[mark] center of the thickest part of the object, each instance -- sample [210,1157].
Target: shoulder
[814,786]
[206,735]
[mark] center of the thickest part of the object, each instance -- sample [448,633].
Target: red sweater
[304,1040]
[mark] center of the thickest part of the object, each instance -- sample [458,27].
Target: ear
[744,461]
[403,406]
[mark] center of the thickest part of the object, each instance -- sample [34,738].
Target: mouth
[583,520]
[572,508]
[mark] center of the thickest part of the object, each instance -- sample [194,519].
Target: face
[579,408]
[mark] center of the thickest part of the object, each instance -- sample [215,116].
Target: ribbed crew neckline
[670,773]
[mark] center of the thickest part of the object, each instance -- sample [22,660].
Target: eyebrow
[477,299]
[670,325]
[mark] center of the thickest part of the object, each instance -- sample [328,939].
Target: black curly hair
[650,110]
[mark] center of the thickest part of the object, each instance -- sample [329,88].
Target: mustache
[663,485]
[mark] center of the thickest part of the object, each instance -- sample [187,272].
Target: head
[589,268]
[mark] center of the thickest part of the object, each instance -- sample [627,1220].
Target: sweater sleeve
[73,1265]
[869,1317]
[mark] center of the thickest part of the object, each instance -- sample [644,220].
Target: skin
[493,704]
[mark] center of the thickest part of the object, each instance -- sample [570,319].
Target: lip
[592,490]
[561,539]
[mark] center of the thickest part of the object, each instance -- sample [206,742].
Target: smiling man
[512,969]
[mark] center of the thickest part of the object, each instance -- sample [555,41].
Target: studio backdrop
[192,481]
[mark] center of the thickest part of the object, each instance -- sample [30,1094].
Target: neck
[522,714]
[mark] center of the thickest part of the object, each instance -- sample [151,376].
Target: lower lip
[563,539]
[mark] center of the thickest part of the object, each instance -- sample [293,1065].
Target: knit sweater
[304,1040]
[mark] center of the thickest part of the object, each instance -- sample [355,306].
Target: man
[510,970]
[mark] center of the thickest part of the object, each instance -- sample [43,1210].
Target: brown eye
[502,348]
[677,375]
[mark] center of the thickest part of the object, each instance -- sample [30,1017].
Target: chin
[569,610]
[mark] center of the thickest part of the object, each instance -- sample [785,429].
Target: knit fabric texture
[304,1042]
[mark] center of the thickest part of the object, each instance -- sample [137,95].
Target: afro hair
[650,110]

________

→ EXERCISE GOAL: Retype only the stretch of lines above starting at the one with "Target: sweater sleeve" and stopping at the one with "-- sample [43,1210].", exactly as written, with both kept.

→ EXERCISE RESULT:
Target: sweater sleeve
[73,1265]
[869,1317]
[mark] center of the thickest part of the object, each instance -- sample [644,220].
Target: skin
[493,704]
[mark] center of the thickest part of the object, each instance -- sample [570,319].
Target: lip
[592,490]
[561,539]
[mark] center of the thickest part of the object, each instance -- sample [206,742].
Target: smiling man
[512,969]
[mark] center of the thickest part of the object, each instance -- sample [555,41].
Target: studio backdrop
[192,481]
[mark] center of the thickest part of the object, each instance -- sample [30,1094].
Target: neck
[522,714]
[mark] center of the thickest part of the object, each instance -- sample [151,376].
Target: lower lip
[563,539]
[mark] center of the thickest part of the object, each instance -- sample [293,1065].
Target: knit sweater
[304,1040]
[mark] center of the thickest part of the object, each instance -- sample [355,306].
Target: man
[510,970]
[mark] center of the thickest part of the object, each instance -- sample [43,1210].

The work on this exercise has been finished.